-------- 掲載本文 --------

オリジナルを見ながら要らない部分を削除編集

 下が黄色を保全したい部分のみ残したイメージです。わかりやすいように背景を白にしています。

残した部分

 さらに、黄色味をよりはっきり残したい場合は、この編集したイメージの黒の濃度を上げる (暗くする) 編集を行います。これによりオリジナルの (補正前の) B 値がより反映されるようになります。具体的にはトーンカーブを使って、下記のように明るさを暗くしてください。

濃度を調整

 この画像をその下のオリジナルの近景補正レイヤーマスクと合わせて表示します。

近景補正レイヤーと合わせた結果

 このように作成したイメージを、右コンテキストメニューから [可視部分をレイヤーに] を選びレイヤーに変換します。

編集が終了したら可視部分をレイヤーに転換

 このようにしてできたレイヤーに対し、周辺の青変部分の、補正からの保護を削除する編集を行います。

可視レイヤーをさらに編集

 上の編集が終わった結果が下記です。黄色い部分が黒っぽくなっています。

可視レイヤーをさらに編集し
新規の近景補正レイヤーのマスクとして貼り付ける

 次に、編集が終わった画像を、近景補正レイヤーの新規のマスクとして貼り付けます。それを基に、RGB 合成を行った結果が下記画像です。

RGB合成結果

 この画像の場合この後さらにマゼンタを除去する編集が必要です。

 なお、褐色調整レイヤーを有効にしている場合、わざわざ黄色を残すための編集を行わなくてもある程度黄色部分が復元されます。それでは不十分な場合 (特に黄色の彩度が高い場合)、この編集を行なってください。この辺りはオリジナル画像によって変わります。

--------

§ **作業内容**
本文のうち「オリジナルを見ながら要らない部分を削除編集」から「この画像をその下のオリジナルの近景補正レイヤーマスクと合わせて表示します。」までを、両端の語句も含めて一字一句そのまま書き写してください。

-------- 提供データ --------

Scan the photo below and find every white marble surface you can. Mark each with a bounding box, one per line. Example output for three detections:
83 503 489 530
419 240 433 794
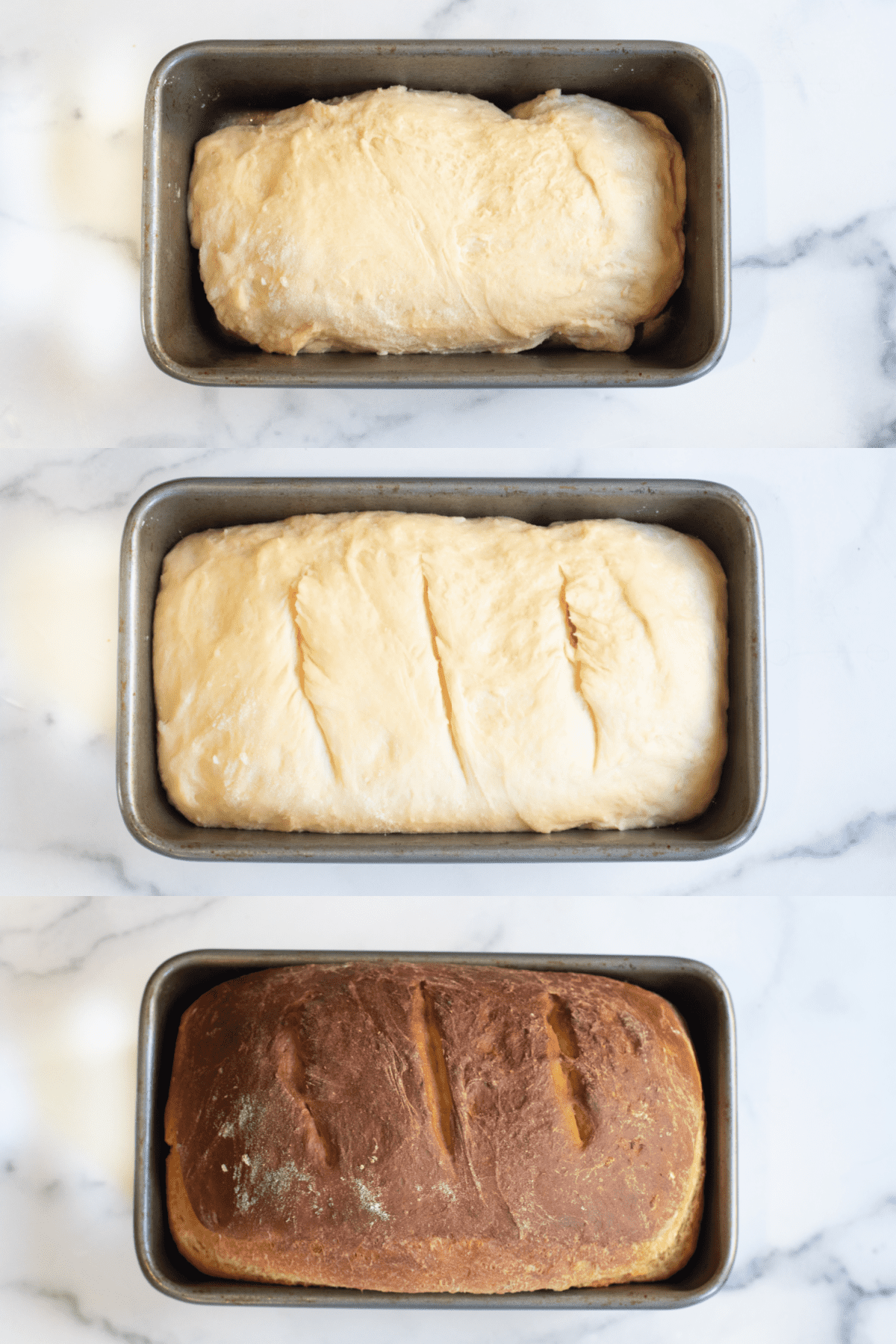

--------
-------- 提供データ --------

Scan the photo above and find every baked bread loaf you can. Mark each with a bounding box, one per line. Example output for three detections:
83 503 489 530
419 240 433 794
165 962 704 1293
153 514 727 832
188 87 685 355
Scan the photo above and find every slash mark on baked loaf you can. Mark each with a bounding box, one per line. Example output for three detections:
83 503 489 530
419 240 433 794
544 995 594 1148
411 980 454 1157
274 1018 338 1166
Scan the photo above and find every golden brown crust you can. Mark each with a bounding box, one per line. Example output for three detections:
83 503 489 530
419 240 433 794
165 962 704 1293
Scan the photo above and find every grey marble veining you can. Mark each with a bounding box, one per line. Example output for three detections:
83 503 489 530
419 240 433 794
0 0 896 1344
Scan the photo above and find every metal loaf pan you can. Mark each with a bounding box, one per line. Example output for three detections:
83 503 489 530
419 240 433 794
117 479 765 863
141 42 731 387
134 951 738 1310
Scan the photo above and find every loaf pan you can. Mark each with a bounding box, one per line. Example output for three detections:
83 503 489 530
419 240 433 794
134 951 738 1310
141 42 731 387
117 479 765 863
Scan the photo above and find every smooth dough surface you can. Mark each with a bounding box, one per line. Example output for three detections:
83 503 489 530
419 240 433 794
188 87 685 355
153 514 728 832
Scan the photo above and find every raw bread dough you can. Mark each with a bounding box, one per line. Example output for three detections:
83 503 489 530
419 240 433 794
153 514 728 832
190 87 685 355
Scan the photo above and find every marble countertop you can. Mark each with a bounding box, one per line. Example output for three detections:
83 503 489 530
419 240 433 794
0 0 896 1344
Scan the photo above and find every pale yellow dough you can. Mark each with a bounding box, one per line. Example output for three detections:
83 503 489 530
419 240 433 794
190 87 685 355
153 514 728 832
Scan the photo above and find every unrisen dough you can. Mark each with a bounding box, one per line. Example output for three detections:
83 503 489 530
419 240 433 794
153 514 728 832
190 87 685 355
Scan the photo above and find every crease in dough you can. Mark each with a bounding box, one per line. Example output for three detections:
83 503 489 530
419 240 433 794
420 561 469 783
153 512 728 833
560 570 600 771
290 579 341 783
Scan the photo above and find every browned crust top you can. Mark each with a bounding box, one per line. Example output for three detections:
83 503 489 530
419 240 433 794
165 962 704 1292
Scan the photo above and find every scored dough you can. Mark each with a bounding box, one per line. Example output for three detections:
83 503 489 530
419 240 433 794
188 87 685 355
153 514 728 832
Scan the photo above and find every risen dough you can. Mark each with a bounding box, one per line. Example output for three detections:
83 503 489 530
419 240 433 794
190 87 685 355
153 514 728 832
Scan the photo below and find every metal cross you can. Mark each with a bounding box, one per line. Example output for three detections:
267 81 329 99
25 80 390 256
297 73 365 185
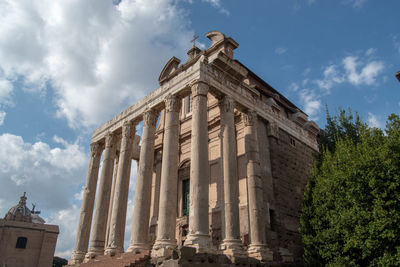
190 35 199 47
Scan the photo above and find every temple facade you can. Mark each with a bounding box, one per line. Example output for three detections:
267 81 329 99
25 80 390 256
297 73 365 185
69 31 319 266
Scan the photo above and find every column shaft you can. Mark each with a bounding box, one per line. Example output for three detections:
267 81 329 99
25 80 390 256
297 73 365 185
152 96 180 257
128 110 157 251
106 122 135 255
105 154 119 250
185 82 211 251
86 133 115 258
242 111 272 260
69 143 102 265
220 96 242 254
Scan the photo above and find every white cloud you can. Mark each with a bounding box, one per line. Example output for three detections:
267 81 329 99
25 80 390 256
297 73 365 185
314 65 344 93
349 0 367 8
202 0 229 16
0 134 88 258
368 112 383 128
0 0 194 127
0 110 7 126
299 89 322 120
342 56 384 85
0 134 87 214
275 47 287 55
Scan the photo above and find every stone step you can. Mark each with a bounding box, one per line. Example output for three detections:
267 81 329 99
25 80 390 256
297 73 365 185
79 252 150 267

--------
-------- 提供データ --------

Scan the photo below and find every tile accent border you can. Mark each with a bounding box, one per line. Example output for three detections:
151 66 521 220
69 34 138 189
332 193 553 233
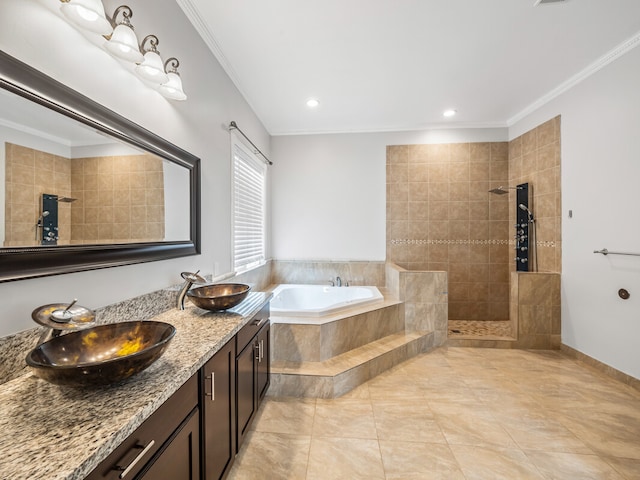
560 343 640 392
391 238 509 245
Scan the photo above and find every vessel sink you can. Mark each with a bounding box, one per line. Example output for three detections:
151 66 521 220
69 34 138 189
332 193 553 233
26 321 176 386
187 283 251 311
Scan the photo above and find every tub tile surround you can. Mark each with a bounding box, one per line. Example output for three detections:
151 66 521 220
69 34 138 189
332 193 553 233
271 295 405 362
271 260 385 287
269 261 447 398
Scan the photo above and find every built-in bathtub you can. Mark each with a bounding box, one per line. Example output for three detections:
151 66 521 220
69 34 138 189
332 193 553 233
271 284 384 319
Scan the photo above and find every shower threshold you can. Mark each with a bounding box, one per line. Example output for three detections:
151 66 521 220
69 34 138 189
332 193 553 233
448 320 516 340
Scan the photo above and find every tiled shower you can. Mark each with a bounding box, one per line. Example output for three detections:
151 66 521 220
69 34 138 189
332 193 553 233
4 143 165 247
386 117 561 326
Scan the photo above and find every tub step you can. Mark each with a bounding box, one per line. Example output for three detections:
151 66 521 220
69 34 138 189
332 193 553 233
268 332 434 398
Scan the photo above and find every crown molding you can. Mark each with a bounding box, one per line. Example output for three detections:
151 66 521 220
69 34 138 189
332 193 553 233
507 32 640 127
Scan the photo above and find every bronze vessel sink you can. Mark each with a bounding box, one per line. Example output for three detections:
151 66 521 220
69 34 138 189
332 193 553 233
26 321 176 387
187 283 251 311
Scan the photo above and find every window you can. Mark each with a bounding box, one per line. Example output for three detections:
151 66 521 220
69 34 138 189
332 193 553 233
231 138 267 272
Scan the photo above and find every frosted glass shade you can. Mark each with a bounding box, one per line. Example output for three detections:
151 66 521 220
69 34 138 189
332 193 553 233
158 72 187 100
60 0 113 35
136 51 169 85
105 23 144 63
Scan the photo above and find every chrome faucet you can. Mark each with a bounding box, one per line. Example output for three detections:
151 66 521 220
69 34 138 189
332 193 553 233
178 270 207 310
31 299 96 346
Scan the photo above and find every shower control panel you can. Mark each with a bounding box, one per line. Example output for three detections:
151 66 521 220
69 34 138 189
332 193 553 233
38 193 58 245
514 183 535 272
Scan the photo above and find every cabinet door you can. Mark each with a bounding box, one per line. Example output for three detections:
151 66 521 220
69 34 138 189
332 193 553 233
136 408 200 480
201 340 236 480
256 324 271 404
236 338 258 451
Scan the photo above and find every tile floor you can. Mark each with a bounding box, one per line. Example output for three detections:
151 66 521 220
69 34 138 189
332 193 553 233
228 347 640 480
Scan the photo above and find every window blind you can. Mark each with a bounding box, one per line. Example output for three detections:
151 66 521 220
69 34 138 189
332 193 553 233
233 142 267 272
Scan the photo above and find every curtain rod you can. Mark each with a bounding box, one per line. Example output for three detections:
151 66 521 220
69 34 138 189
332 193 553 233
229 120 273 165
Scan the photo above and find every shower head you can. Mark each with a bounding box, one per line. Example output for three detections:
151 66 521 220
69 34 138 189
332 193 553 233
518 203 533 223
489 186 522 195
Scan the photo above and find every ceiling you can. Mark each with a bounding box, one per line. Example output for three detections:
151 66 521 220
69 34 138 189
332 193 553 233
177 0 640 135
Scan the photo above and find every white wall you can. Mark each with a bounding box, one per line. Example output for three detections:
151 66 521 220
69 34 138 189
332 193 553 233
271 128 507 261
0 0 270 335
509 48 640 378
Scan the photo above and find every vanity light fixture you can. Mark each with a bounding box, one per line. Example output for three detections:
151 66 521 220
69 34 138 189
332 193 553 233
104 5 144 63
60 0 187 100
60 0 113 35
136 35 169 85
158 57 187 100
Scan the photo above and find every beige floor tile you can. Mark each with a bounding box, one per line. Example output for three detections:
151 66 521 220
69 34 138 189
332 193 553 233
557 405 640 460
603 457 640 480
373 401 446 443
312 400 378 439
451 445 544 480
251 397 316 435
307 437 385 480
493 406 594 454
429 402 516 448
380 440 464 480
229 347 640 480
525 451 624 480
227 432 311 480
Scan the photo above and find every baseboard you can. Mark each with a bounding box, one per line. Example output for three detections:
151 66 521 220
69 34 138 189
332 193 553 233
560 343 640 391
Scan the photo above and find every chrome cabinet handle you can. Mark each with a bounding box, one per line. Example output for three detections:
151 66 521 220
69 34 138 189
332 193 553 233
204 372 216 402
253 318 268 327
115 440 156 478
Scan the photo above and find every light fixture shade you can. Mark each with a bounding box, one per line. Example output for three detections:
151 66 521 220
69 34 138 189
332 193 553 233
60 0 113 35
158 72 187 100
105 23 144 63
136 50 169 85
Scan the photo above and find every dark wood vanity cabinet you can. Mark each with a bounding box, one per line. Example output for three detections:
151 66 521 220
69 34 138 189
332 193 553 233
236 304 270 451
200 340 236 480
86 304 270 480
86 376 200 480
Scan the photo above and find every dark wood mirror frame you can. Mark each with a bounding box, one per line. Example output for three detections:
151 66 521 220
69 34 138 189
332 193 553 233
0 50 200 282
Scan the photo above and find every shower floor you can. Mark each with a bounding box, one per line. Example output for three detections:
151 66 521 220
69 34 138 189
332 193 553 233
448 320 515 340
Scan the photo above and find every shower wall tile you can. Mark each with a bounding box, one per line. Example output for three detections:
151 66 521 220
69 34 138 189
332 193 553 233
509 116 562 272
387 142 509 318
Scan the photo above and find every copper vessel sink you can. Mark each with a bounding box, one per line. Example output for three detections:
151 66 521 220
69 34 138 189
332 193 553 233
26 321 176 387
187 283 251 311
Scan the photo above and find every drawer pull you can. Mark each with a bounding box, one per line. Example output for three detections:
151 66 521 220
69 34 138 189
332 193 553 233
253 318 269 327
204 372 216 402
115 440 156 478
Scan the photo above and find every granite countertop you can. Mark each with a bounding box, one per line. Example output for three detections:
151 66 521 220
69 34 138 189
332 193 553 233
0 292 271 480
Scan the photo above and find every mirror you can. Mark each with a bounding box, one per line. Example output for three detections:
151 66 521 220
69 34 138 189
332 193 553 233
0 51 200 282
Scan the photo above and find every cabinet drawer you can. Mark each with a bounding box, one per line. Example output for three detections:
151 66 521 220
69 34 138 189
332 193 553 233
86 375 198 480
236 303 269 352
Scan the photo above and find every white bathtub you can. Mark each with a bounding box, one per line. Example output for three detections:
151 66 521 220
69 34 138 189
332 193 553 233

--------

§ **回答全文**
オリジナルを見ながら要らない部分を削除編集

 下が黄色を保全したい部分のみ残したイメージです。わかりやすいように背景を白にしています。

残した部分

 さらに、黄色味をよりはっきり残したい場合は、この編集したイメージの黒の濃度を上げる (暗くする) 編集を行います。これによりオリジナルの (補正前の) B 値がより反映されるようになります。具体的にはトーンカーブを使って、下記のように明るさを暗くしてください。

濃度を調整

 この画像をその下のオリジナルの近景補正レイヤーマスクと合わせて表示します。